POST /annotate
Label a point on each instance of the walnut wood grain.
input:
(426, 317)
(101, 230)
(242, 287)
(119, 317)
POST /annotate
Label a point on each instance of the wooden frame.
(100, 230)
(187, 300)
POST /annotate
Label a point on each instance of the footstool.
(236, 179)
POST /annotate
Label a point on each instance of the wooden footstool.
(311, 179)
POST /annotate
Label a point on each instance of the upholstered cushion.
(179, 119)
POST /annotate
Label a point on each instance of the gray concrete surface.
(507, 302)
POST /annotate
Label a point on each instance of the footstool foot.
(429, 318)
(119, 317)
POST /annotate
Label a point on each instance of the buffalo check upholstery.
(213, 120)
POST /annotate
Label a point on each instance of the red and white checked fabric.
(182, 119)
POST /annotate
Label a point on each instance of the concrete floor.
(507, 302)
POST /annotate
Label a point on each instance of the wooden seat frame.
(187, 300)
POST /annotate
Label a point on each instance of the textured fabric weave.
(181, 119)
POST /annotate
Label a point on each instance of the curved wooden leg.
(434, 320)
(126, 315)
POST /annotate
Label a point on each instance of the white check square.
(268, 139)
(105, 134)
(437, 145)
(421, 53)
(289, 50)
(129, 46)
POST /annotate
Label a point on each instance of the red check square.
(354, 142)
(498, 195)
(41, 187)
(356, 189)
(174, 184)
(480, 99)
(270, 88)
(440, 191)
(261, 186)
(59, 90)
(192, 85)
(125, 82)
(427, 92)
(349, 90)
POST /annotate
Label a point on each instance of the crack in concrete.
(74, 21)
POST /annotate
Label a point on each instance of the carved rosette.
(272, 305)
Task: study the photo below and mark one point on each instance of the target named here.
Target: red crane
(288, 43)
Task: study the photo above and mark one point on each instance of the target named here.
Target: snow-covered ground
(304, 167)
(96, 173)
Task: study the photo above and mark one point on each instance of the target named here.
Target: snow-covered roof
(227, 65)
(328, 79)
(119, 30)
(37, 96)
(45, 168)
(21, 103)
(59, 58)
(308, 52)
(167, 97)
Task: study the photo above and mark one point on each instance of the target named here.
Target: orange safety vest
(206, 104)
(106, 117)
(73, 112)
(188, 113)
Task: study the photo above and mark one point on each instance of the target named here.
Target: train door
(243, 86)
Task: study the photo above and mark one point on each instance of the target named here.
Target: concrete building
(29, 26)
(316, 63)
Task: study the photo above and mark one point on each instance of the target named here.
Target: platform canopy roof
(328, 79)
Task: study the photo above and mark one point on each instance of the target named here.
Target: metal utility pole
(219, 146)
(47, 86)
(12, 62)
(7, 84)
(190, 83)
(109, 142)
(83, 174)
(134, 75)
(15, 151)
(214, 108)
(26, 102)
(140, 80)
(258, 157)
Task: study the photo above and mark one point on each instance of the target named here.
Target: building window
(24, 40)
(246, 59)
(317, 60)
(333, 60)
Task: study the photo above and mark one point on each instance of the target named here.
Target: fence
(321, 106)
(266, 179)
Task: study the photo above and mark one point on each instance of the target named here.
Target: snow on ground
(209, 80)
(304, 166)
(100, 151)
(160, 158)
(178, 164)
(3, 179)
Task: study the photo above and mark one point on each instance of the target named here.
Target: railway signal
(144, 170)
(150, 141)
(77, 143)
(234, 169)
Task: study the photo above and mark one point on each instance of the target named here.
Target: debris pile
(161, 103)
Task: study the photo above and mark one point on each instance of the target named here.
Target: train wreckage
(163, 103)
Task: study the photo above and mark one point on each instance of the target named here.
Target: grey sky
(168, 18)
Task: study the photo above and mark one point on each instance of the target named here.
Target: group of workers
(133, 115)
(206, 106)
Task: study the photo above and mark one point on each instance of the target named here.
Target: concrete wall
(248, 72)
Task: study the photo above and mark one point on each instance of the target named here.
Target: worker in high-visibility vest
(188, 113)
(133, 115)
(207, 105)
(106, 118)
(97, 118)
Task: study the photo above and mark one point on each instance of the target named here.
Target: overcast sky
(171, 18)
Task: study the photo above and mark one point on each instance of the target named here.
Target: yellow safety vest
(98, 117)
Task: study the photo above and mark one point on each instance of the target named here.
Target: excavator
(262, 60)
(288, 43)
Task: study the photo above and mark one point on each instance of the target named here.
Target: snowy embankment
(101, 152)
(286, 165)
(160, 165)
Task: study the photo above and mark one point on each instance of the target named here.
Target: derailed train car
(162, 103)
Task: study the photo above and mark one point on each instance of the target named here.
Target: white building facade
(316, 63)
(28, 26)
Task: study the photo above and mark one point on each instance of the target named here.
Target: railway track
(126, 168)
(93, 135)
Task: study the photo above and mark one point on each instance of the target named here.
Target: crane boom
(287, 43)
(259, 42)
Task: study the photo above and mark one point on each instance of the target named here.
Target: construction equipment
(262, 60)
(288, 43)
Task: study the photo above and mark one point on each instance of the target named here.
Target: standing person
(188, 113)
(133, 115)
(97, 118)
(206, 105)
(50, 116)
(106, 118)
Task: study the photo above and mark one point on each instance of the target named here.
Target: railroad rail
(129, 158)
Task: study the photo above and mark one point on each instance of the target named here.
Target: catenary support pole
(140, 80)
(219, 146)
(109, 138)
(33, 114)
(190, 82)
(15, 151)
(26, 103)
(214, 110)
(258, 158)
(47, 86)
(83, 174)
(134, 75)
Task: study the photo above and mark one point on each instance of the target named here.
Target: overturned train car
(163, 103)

* * * * *

What the task asks:
Return what is listed above, exactly and completely.

Output for this task:
POST /annotate
Label a point on each instance of the walnut wood grain.
input:
(426, 317)
(101, 230)
(242, 287)
(119, 317)
POST /annotate
Label a point on each instance of the wooden frame.
(100, 230)
(187, 300)
POST /annotate
Label a point on each instance of the footstool.
(236, 179)
POST /annotate
Label a point on each instance of the wooden footstool.
(311, 179)
POST /annotate
Label a point on each instance of the upholstered cushion.
(179, 119)
POST /annotate
Label a point on each instance of the gray concrete surface.
(507, 302)
POST /annotate
Label a point on each instance of the footstool foot.
(429, 318)
(119, 317)
POST /annotate
Label a point on each instance of the buffalo check upholstery.
(213, 120)
POST /annotate
Label a point on each instance of the red and white checked fabric.
(182, 119)
POST /annotate
Label a point on each instance of the concrete floor.
(507, 302)
POST /annotate
Label a point on each instance of the wooden seat frame.
(187, 300)
POST /annotate
Label a point on each instance of the textured fabric weave.
(181, 119)
POST /annotate
Label a point on each instance of the curved wooden leg.
(434, 320)
(126, 315)
POST /annotate
Label a point on each instance of the white check square.
(268, 139)
(105, 134)
(437, 145)
(421, 53)
(289, 50)
(129, 46)
POST /annotate
Label a point on each instance of the red check square.
(354, 142)
(498, 195)
(41, 187)
(356, 189)
(174, 184)
(480, 99)
(270, 88)
(440, 191)
(261, 186)
(59, 90)
(192, 85)
(125, 82)
(427, 92)
(349, 90)
POST /annotate
Label a point on each instance of the crack in concrete.
(74, 21)
POST /annotate
Label a point on each instance of the carved rosette.
(272, 305)
Task: study the photo below and mark one point on each instance of the target named here.
Target: red crane
(288, 43)
Task: study the photo above and mark one point on each instance of the target named here.
Target: snow-covered ground
(304, 167)
(96, 173)
Task: study the photo above and mark one point on each instance of the target named here.
Target: snow-covered roof
(227, 65)
(328, 79)
(119, 30)
(37, 96)
(45, 168)
(21, 103)
(59, 58)
(308, 52)
(167, 97)
Task: study the photo above and mark one point on each instance of the target named here.
Target: orange safety vest
(206, 104)
(106, 117)
(73, 112)
(188, 113)
Task: study the photo above and mark one point on each instance of the target named here.
Target: train door
(243, 86)
Task: study the photo above and mark one point on each instance of the target named here.
Target: concrete building
(29, 26)
(316, 63)
Task: study the photo above and mark one point on each instance of the target named here.
Target: platform canopy roof
(328, 79)
Task: study the photo above and mark one point on each instance of the target named here.
Target: metal utility pole
(219, 146)
(47, 86)
(12, 62)
(7, 84)
(190, 83)
(109, 142)
(83, 174)
(134, 75)
(15, 151)
(214, 108)
(26, 102)
(140, 80)
(258, 157)
Task: study the photo above and mark one point on each instance of the target named here.
Target: building window
(24, 40)
(246, 59)
(317, 60)
(333, 60)
Task: study the photo above and mark one point on each instance of the target named here.
Target: fence
(321, 106)
(266, 179)
Task: study the photo above and mark one point on each instance of the target named here.
Target: snow on ground
(209, 80)
(304, 166)
(100, 151)
(160, 158)
(178, 164)
(3, 179)
Task: study the photo above and mark one point on each instance of the target named here.
Target: railway signal
(144, 170)
(150, 141)
(77, 143)
(234, 169)
Task: study the photo above and mark one point on each instance of the target named here.
Target: debris pile
(161, 103)
Task: study the photo above and mark one point on each instance of the target named here.
Target: train wreckage
(163, 103)
Task: study the photo above and mark one point on each instance of the target named here.
Target: grey sky
(168, 18)
Task: study the photo above and mark one point on each instance of the target named here.
Target: group of workers
(133, 115)
(206, 106)
Task: study the photo above and mark one point on each instance of the target named here.
Target: concrete wall
(248, 72)
Task: study the photo above and mark one point on each instance of the target named here.
Target: worker in high-visibility vest
(188, 113)
(133, 115)
(207, 105)
(106, 118)
(97, 118)
Task: study the photo above and mark one point on each instance of the target named here.
Target: overcast sky
(171, 18)
Task: study the photo above and mark one point on each instance of the target named here.
Target: yellow safety vest
(98, 117)
Task: study the photo above and mark one point on each instance of the target named here.
Target: excavator
(262, 60)
(288, 43)
Task: study the photo above and mark one point on each instance of the target named here.
Target: snowy embankment
(101, 152)
(286, 165)
(160, 165)
Task: study the photo above and mark one point on each instance of the target named here.
Target: derailed train car
(162, 103)
Task: study the photo above and mark one point on each instance of the target named here.
Target: white building facade
(316, 63)
(28, 26)
Task: study the photo above and mark one point on each instance of the target named here.
Target: railway track
(126, 168)
(93, 135)
Task: study the photo above and mark one point on each instance of the target named here.
Target: crane boom
(287, 43)
(259, 42)
Task: study the photo above and mark one point on each instance of the target named here.
Target: construction equipment
(262, 60)
(288, 43)
Task: study the photo above and mark one point on each instance of the target named here.
Target: standing person
(188, 113)
(133, 115)
(97, 118)
(206, 105)
(50, 116)
(106, 118)
Task: study the photo above and mark one point on each instance of the target named here.
Target: railroad rail
(129, 158)
Task: study the photo above and mark one point on each instance of the target named here.
Target: catenary support pole
(140, 80)
(219, 146)
(109, 138)
(33, 114)
(190, 82)
(15, 151)
(26, 103)
(214, 110)
(258, 158)
(47, 86)
(83, 174)
(134, 75)
Task: study the photo above and mark one point on each instance of the target named here.
Target: overturned train car
(163, 103)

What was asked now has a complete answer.